WHAT YOU SHOULD DO: Copy each line that contains the string "below", taking them from the material.

★ ★ ★ ★ ★ ★ ★

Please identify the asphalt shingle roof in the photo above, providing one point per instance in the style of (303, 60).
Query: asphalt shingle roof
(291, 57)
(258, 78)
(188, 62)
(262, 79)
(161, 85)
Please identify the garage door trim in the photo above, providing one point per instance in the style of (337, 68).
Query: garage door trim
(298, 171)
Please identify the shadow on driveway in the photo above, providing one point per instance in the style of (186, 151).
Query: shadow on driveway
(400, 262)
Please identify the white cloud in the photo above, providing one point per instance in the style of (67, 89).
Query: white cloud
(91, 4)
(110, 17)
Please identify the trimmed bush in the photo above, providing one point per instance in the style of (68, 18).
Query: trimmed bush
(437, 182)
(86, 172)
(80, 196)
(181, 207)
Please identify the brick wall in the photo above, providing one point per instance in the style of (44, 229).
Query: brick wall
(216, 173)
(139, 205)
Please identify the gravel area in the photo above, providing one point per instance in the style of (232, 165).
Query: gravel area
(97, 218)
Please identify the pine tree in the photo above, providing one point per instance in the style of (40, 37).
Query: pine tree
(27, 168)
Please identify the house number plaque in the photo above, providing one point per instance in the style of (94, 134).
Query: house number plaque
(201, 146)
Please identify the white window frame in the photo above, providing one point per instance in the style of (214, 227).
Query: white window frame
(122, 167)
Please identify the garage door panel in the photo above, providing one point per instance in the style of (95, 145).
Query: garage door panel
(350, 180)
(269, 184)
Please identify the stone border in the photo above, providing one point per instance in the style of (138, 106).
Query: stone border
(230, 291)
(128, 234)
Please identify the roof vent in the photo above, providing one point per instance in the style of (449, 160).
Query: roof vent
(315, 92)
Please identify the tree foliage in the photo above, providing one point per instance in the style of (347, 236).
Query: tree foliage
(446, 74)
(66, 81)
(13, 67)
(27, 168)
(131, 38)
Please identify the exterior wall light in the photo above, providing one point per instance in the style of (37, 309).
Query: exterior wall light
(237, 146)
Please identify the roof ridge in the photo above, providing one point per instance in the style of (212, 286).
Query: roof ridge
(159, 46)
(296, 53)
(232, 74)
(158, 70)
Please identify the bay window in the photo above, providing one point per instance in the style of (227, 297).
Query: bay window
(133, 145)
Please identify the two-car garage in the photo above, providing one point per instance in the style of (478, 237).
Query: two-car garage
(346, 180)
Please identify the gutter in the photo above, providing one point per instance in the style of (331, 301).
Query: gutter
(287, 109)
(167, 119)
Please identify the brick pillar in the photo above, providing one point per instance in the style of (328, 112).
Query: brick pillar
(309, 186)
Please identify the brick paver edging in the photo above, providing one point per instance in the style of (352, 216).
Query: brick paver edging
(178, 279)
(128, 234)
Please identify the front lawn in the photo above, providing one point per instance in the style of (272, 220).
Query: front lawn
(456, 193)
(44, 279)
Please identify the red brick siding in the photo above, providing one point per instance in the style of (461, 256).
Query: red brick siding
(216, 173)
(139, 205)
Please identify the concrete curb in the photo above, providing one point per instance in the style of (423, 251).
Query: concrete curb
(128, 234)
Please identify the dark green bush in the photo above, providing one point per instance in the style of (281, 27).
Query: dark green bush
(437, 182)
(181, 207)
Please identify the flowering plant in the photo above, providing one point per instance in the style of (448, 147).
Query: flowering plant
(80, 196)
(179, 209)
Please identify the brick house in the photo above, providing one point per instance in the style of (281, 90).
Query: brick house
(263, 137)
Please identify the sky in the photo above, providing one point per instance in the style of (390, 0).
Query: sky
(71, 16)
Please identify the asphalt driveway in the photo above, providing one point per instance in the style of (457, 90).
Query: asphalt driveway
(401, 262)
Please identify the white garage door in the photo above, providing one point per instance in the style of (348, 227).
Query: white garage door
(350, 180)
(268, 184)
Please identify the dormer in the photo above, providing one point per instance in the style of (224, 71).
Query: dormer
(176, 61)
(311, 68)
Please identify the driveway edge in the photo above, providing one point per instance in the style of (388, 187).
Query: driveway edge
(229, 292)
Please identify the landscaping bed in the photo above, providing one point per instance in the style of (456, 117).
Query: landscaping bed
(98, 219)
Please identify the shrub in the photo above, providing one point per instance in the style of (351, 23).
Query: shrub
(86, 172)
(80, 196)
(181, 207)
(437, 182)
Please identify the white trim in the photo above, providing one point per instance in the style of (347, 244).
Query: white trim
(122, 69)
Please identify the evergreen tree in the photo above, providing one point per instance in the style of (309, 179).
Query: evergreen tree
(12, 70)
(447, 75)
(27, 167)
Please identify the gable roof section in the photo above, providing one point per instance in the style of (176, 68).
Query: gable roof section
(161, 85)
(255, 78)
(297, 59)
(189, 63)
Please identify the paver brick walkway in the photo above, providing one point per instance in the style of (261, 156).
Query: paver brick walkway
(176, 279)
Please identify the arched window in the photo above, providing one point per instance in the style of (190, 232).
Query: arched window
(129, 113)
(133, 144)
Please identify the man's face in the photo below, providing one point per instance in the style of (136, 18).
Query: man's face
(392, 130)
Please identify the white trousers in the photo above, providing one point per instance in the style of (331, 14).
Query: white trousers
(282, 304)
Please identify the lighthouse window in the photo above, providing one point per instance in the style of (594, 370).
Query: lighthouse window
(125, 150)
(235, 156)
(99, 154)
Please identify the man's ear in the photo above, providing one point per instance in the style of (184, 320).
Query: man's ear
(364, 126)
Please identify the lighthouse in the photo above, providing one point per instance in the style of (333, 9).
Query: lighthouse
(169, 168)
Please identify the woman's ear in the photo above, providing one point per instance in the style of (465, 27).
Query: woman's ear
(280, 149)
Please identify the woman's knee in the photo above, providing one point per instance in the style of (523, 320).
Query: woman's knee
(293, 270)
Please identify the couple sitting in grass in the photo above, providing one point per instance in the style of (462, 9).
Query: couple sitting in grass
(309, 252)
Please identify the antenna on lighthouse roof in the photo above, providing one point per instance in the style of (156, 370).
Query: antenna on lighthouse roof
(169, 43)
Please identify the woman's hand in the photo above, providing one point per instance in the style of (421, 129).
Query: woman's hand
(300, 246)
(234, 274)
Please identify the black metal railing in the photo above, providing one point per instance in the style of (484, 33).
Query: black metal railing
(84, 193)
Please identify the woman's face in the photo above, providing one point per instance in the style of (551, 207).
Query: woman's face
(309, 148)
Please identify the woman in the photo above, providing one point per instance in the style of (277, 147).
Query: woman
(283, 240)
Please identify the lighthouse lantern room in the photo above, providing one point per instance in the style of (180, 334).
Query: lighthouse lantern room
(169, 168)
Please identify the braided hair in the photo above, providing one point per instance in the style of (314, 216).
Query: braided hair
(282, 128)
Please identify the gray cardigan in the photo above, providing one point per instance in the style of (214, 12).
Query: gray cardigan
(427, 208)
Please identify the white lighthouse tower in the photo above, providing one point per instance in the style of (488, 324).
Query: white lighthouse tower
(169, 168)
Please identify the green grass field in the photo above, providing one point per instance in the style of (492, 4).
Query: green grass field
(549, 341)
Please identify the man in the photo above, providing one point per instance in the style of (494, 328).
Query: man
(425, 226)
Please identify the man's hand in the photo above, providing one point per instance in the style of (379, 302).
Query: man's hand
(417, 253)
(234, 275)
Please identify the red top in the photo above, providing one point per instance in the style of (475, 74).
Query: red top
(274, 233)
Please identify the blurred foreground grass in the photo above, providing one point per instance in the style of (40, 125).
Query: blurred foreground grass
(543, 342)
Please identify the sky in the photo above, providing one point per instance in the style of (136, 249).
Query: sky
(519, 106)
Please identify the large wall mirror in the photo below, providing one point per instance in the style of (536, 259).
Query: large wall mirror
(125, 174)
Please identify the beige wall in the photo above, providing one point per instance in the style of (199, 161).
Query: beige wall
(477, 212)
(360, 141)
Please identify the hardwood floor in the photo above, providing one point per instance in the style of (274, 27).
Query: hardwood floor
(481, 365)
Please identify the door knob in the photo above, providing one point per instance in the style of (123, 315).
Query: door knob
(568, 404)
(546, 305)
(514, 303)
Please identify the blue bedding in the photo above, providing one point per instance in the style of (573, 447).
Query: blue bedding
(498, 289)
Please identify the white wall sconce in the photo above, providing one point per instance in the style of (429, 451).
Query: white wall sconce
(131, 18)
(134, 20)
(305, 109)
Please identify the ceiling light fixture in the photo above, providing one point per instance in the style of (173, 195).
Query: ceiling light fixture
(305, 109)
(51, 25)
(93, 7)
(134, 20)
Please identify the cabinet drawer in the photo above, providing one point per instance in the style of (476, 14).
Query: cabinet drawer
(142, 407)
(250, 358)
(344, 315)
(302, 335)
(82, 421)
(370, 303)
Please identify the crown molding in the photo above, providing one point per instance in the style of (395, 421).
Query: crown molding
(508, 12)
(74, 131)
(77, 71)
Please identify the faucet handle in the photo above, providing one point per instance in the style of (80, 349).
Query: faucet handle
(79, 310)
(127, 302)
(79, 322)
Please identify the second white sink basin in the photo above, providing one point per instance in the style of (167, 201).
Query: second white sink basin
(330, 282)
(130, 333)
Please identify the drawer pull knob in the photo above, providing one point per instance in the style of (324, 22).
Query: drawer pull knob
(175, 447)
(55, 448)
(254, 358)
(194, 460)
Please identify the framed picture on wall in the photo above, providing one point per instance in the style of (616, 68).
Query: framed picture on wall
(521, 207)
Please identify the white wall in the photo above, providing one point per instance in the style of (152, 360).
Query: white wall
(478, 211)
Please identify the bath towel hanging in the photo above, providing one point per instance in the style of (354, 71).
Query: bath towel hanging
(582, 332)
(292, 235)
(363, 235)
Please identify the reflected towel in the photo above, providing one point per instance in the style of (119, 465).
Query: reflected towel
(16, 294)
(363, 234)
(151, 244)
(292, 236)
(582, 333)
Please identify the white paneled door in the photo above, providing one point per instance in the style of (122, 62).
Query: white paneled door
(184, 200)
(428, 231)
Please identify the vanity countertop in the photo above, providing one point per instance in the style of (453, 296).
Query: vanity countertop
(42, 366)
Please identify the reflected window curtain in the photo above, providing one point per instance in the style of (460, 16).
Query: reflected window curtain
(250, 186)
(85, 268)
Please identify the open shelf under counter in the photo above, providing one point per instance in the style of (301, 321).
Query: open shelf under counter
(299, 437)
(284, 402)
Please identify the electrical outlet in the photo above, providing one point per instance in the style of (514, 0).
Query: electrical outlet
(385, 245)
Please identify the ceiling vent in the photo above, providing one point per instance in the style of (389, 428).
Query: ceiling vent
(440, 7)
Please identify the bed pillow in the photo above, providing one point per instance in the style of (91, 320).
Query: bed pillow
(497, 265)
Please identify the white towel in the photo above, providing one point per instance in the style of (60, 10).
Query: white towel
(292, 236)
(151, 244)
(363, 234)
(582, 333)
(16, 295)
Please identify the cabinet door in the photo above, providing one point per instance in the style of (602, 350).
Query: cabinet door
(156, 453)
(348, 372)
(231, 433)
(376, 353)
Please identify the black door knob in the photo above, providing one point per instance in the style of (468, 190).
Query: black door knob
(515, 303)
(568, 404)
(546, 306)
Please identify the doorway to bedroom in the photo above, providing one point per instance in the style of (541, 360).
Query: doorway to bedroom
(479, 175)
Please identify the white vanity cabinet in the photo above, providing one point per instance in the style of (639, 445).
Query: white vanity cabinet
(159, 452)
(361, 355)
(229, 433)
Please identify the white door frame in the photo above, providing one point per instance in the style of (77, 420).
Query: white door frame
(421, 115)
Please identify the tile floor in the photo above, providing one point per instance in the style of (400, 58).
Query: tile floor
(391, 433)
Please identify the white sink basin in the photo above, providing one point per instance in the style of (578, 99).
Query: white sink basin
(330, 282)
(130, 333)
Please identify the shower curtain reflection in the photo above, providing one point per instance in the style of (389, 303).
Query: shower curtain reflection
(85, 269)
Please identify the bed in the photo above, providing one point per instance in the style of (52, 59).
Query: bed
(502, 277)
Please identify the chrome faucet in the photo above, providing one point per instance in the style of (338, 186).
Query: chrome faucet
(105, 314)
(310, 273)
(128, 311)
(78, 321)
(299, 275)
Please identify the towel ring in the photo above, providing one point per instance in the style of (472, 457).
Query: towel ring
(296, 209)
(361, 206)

★ ★ ★ ★ ★ ★ ★

RESULT OF THE TASK:
Please identify the man's face in the photo below, providing one point per instance in the style of (136, 18).
Please identify the large wall mirror in the photo below, providing one point per instance in the style of (536, 259).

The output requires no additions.